__EXTRACTED INFORMATION__:
◆ ◆ ◆
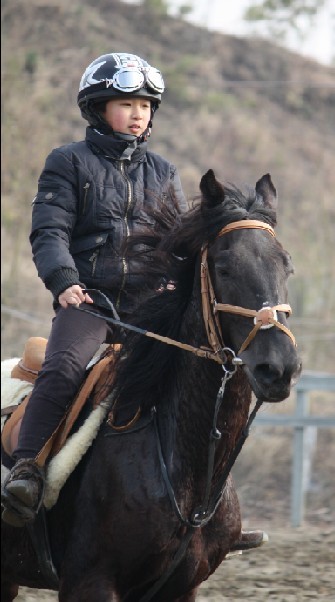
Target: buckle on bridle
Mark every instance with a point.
(264, 315)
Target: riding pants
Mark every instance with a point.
(74, 339)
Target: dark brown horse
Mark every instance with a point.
(151, 512)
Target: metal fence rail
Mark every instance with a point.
(305, 428)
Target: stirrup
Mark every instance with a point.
(22, 493)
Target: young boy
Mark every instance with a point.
(91, 196)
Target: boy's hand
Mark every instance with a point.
(74, 295)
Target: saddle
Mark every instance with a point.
(96, 385)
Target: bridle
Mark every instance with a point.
(264, 318)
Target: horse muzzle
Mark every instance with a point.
(273, 380)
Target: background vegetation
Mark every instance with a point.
(240, 106)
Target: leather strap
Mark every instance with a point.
(253, 224)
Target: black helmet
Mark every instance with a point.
(118, 74)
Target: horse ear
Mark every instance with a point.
(266, 189)
(212, 191)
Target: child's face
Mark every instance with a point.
(128, 115)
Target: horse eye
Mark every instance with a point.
(288, 263)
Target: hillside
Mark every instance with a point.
(242, 107)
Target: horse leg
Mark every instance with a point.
(9, 591)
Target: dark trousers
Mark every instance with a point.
(74, 339)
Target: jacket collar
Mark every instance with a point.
(110, 147)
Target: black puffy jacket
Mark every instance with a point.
(88, 202)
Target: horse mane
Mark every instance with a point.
(169, 252)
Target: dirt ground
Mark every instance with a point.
(297, 564)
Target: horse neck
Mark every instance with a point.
(187, 428)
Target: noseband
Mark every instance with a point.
(264, 318)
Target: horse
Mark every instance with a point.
(151, 510)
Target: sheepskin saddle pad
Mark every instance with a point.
(65, 448)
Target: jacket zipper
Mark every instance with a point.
(93, 259)
(124, 261)
(86, 188)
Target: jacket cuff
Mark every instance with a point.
(61, 280)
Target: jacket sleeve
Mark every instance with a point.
(53, 218)
(177, 189)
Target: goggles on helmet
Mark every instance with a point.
(131, 79)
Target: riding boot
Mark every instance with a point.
(22, 493)
(250, 539)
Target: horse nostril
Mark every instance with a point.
(268, 373)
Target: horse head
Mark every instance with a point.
(249, 270)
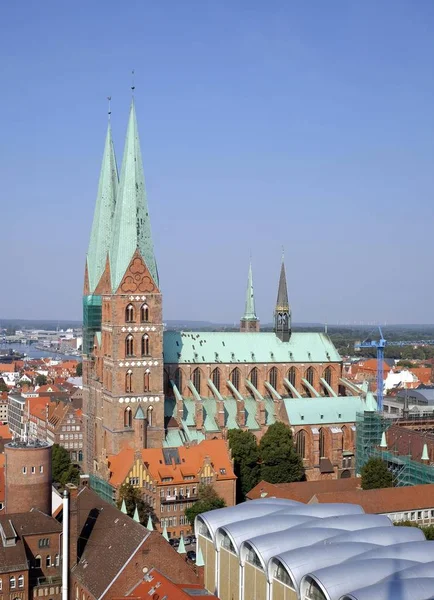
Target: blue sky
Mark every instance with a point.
(303, 124)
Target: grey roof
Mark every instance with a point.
(352, 522)
(383, 536)
(239, 531)
(404, 589)
(268, 545)
(302, 560)
(422, 551)
(214, 519)
(341, 579)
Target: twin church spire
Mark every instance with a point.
(121, 224)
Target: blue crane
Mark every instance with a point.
(380, 346)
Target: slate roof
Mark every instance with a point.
(228, 347)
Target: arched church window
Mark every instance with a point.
(235, 378)
(145, 345)
(300, 443)
(253, 377)
(215, 378)
(129, 346)
(196, 379)
(129, 381)
(129, 313)
(272, 377)
(146, 384)
(178, 379)
(310, 374)
(144, 313)
(128, 417)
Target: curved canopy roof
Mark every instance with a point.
(404, 589)
(239, 531)
(214, 519)
(384, 536)
(344, 578)
(268, 545)
(422, 551)
(303, 560)
(353, 522)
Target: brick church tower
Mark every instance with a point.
(122, 314)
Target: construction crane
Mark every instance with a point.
(380, 346)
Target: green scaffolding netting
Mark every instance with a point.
(92, 313)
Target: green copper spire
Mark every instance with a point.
(101, 233)
(131, 223)
(250, 313)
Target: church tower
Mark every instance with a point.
(250, 321)
(122, 313)
(282, 312)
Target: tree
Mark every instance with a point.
(133, 498)
(280, 462)
(41, 380)
(63, 471)
(376, 475)
(245, 453)
(208, 500)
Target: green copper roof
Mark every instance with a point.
(101, 233)
(250, 313)
(227, 347)
(131, 222)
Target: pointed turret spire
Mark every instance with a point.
(131, 222)
(250, 321)
(282, 313)
(101, 234)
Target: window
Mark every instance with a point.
◆ ◆ ◆
Since the pictures are not wanted, set down only the rest of each record, exactly as above.

Target: buckle on bridle
Mark every instance with a point.
(264, 315)
Target: riding pants
Mark every instance with a point.
(74, 339)
Target: dark brown horse
Mark every instance with a point.
(151, 512)
Target: metal fence rail
Mark every instance with a point.
(305, 428)
Target: stirrup
Mark every instance with a point.
(22, 493)
Target: young boy
Mark every instance with a point.
(91, 196)
Target: boy's hand
Mark every instance with a point.
(74, 295)
Target: saddle
Mark every instance with a point.
(96, 385)
Target: bridle
Mark every instance with a point.
(264, 318)
Target: horse muzzle
Mark every instance with a point.
(273, 380)
Target: background vegetation
Mark every instance with a point.
(240, 106)
Target: leather strap
Mark every instance with a point.
(253, 224)
Target: black helmet
Mark every instance with a point.
(118, 74)
Target: horse ear
Mark every instance with a point.
(266, 189)
(212, 191)
Target: child's face
Mark every instance with a point.
(128, 115)
Target: horse eye
Mark every instance with a point.
(288, 263)
Target: hillside
Mark every instance with a point.
(242, 107)
Target: horse leg
Mark every instance with a point.
(9, 591)
Target: dark trousers
Mark every instance with a point.
(74, 339)
Target: jacket collar
Mark every instance with a point.
(110, 147)
Target: black puffy jacket
Mark every instance with a point.
(88, 202)
Target: horse mane
Mark every instance with a point.
(169, 252)
Target: dirt ground
Mark every instance with a point.
(297, 564)
Target: horse neck
Mark every instance with a point.
(187, 428)
Target: noseband
Mark every instance with a point.
(264, 318)
Target: horse
Mark every instance with a point.
(151, 510)
Target: sheepskin saddle pad
Mark every instance with a point.
(65, 448)
Target: jacket zipper
Mark every instance with a point.
(93, 259)
(124, 261)
(86, 188)
Target: jacket cuff
Mark every instance with a point.
(61, 280)
Target: jacket sleeve
Mark every instance with a point.
(53, 218)
(177, 189)
Target: goggles on helmet
Mark every instance with a point.
(131, 79)
Target: riding boot
Mark every instance with a point.
(22, 493)
(250, 539)
Target: horse nostril
Mark every instance with a point.
(268, 373)
Target: horse head
Mark every instance with a point.
(249, 270)
Target: blue sky
Mark every instance with a point.
(303, 124)
Target: grey roof
Mark every instance with a point.
(352, 522)
(383, 536)
(239, 531)
(404, 589)
(268, 545)
(302, 560)
(422, 551)
(214, 519)
(341, 579)
Target: twin church spire
Mark every instance with a point.
(121, 224)
Target: blue crane
Mark every instance with a point.
(380, 346)
Target: slate roof
Mark every instance with a point.
(228, 347)
Target: arched church window
Mark every instance with a point.
(235, 378)
(145, 345)
(300, 443)
(253, 377)
(215, 378)
(129, 346)
(196, 379)
(129, 381)
(129, 313)
(272, 377)
(146, 384)
(178, 379)
(310, 374)
(144, 313)
(128, 417)
Target: curved canopy roof
Mark every instance with a point.
(404, 589)
(239, 531)
(214, 519)
(384, 536)
(344, 578)
(268, 545)
(422, 551)
(303, 560)
(353, 522)
Target: brick church tower
Mark every instance with a point.
(122, 314)
Target: construction crane
Mark every instance with a point.
(380, 346)
Target: green scaffolding netting
Mark every instance with a point.
(92, 313)
Target: green copper spire
Mark every instance with a point.
(101, 233)
(131, 223)
(250, 313)
Target: church tower
Mark every instance with a point.
(250, 321)
(122, 313)
(282, 312)
Target: tree
Mark every instance with a point.
(133, 498)
(280, 462)
(41, 380)
(63, 471)
(376, 475)
(245, 453)
(208, 500)
Target: green copper roof
Mark every instance with a point.
(101, 233)
(250, 313)
(227, 347)
(131, 222)
Target: pointed turret spire
Mark every instance with a point.
(131, 222)
(250, 321)
(282, 313)
(101, 234)
Target: window
Mark every instance with a point.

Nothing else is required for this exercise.